━━ SOURCE EXTRACT

# Hillsdale Area



## lucky hunter (Sep 26, 2009)

Hello all,

I posted this in the trapping section but figured I would have better chances here. I am a student at Hillsdale College and I am looking for someone to tag along with to do some rabbit, **** and coyote hunting. I am very experienced with firearms and hunting ect. I am even on the shotgun team here at school. So if anyone wants someone to hunt with this winter, let me know and hopefully we can get something together.

Kyle


----------



## west200 (Feb 16, 2009)

I live in hudson and frequently squirrel hunt. You are welcome to tag with me anytime. Pm me your number and I will get in touch. I only hunt public land so I won't go between 11/15 to 12/1. Just a courtesy thing.


----------



## kevinljxljx (Oct 14, 2013)

Anyone hunts near East lansing?


----------



## scottmi (Jan 17, 2008)

Im in Hudson and got a couple descent beagles if ya wanna go out.

Scott 517.673.6519


----------



## lucky hunter (Sep 26, 2009)

Scott,

Do you ever get around the Hillsdale area? Just run rabbits?

Kyle 989-640-7484


----------



## 1dlamb (Dec 27, 2010)

kevinljxljx said:


> Anyone hunts near East lansing?


Up off of old M 78 just pass Clark Eng. take Upton rd. north. There is a good bit of hunting land that way. Lots of places on Woodbury rd. exit 105 heading toward Laingsburg off of 69east/west.


----------

━━━━

=== REQUIRED WORK ===
**A)** In the Hillsdale hunting thread, print the passage that begins at the words "I posted this" and stops after the words "(Feb 16, 2009)".
**B)** According to the Hillsdale hunting thread, what team is Kyle on at school?
**C)** Shorten the Hillsdale hunting thread paragraph that begins "I posted this in the trapping section," keeping its main facts.

━━ INFORMATION SHOWN

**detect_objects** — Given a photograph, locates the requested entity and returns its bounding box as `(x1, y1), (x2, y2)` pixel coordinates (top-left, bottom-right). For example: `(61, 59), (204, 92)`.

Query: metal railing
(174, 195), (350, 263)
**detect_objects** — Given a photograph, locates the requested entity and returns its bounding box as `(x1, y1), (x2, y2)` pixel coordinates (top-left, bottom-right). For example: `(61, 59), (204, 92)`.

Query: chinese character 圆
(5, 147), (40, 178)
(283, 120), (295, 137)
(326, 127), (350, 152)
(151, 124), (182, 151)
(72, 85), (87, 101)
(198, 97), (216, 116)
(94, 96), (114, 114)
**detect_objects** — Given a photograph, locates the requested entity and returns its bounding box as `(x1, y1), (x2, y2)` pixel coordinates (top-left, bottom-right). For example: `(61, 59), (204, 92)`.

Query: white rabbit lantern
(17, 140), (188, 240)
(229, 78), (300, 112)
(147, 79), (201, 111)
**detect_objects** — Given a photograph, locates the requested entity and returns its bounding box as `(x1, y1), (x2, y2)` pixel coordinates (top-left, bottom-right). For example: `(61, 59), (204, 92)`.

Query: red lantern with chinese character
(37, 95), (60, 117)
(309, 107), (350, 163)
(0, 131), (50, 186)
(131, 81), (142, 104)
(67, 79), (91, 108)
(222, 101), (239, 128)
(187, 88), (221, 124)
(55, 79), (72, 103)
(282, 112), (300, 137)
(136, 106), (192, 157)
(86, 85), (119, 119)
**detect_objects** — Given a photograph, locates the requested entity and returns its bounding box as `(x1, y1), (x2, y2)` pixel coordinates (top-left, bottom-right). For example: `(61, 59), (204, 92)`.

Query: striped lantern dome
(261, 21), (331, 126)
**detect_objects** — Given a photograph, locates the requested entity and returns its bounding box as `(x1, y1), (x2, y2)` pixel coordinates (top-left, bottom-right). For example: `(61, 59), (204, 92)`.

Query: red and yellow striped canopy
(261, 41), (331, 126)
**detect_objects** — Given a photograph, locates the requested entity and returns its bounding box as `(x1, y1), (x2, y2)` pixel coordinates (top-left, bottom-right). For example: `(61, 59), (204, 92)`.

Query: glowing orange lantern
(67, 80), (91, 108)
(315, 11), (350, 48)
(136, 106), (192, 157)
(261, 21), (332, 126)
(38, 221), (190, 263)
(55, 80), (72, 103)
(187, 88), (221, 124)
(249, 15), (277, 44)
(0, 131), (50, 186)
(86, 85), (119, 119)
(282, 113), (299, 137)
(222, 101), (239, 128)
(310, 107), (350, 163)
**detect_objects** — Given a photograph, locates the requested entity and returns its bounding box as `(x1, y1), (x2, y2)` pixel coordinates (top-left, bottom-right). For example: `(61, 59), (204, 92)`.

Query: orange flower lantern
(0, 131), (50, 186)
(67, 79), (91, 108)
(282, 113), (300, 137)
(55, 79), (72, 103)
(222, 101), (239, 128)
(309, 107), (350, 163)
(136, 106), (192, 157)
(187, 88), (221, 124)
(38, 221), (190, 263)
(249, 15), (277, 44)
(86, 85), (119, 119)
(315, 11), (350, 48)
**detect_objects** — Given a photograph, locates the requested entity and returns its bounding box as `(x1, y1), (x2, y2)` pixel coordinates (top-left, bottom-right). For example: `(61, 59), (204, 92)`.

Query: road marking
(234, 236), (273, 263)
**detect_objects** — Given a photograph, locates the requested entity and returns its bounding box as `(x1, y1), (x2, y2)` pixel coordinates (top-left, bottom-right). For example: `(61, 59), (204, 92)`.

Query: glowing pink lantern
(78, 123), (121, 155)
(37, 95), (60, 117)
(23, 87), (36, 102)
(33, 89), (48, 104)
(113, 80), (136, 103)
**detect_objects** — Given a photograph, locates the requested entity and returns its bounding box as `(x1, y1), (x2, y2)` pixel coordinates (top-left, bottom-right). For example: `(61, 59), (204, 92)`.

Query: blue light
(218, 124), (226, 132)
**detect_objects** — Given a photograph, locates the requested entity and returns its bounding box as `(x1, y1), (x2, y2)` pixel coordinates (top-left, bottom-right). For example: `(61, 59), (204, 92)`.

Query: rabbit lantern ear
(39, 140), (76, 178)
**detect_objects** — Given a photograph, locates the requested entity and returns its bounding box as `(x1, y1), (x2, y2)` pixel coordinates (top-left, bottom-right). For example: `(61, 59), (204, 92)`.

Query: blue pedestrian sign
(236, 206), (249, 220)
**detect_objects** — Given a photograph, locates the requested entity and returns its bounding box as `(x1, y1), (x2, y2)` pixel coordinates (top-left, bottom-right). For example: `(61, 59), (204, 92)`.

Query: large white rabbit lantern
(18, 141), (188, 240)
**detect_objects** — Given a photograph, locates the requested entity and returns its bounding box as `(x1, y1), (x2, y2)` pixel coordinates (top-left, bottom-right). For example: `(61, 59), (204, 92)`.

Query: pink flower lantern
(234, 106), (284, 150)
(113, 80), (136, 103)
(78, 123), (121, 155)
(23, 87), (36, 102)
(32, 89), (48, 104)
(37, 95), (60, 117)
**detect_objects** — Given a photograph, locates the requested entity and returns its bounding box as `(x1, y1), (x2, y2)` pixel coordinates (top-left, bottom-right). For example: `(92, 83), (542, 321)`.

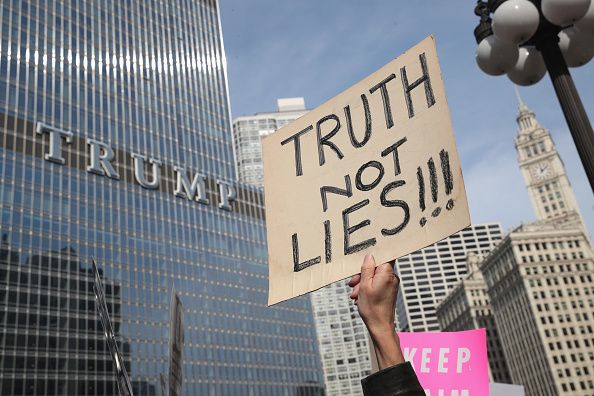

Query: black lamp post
(474, 0), (594, 191)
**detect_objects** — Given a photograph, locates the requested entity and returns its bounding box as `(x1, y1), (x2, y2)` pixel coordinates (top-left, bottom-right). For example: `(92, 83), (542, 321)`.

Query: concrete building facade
(481, 99), (594, 395)
(396, 223), (503, 331)
(481, 223), (594, 396)
(437, 254), (511, 383)
(233, 98), (307, 187)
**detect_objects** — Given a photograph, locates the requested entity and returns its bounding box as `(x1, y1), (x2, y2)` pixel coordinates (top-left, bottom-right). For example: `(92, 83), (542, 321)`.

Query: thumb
(361, 254), (375, 285)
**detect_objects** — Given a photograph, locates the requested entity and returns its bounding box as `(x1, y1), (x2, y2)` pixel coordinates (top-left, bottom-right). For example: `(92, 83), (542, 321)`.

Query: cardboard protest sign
(263, 36), (470, 305)
(399, 329), (489, 396)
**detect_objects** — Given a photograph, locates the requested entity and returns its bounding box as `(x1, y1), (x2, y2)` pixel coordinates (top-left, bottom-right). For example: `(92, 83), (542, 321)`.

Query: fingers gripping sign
(348, 254), (404, 367)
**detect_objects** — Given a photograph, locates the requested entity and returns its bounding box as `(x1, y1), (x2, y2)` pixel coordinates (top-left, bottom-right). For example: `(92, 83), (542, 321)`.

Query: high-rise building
(516, 91), (585, 229)
(0, 0), (323, 396)
(481, 100), (594, 395)
(481, 223), (594, 395)
(396, 223), (503, 331)
(233, 98), (371, 396)
(437, 254), (511, 383)
(233, 98), (307, 187)
(311, 281), (372, 396)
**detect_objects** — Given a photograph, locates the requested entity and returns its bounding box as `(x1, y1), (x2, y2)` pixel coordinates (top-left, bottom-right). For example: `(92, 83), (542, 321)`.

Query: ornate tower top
(515, 87), (541, 134)
(516, 88), (585, 229)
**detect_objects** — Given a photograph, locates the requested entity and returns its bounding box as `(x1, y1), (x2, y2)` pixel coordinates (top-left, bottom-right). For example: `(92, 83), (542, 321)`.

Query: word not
(36, 122), (237, 211)
(280, 52), (435, 176)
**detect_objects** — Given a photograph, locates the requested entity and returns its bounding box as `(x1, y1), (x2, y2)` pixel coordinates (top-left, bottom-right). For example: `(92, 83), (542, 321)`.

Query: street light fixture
(474, 0), (594, 191)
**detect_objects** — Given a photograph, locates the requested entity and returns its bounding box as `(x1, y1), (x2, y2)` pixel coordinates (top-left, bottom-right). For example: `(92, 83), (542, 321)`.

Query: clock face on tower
(532, 162), (553, 181)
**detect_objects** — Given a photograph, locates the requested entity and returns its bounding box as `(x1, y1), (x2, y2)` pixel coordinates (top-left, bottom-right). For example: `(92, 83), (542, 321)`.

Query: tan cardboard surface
(263, 36), (470, 305)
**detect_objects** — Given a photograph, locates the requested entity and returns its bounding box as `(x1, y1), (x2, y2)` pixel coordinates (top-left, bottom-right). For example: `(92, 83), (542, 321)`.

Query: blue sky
(220, 0), (594, 238)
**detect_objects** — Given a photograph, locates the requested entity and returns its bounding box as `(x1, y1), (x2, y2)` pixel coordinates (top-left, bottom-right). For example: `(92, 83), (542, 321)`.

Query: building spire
(514, 85), (530, 113)
(514, 85), (540, 133)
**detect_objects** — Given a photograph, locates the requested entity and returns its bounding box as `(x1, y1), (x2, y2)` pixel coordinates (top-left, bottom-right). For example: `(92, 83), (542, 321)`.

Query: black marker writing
(400, 52), (435, 118)
(439, 150), (454, 195)
(291, 234), (322, 272)
(316, 114), (344, 166)
(355, 161), (384, 191)
(417, 150), (454, 227)
(281, 125), (313, 176)
(320, 175), (353, 212)
(380, 180), (410, 236)
(382, 137), (406, 176)
(324, 220), (332, 264)
(369, 73), (396, 129)
(427, 158), (438, 202)
(342, 199), (377, 256)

━━━━

=== TASK-BY-TASK ANSWERS ===
**A)**
I posted this in the trapping section but figured I would have better chances here. I am a student at Hillsdale College and I am looking for someone to tag along with to do some rabbit, **** and coyote hunting. I am very experienced with firearms and hunting ect. I am even on the shotgun team here at school. So if anyone wants someone to hunt with this winter, let me know and hopefully we can get something together.

Kyle


----------



## west200 (Feb 16, 2009)

**B)** The shotgun team.

**C)** The writer first posted this in the trapping section and expects better chances here. The writer is a Hillsdale College student who wants someone to tag along with for rabbit and coyote hunting, among other game. The writer is very experienced with firearms and hunting, is on the school's shotgun team, and hopes to arrange hunts this winter.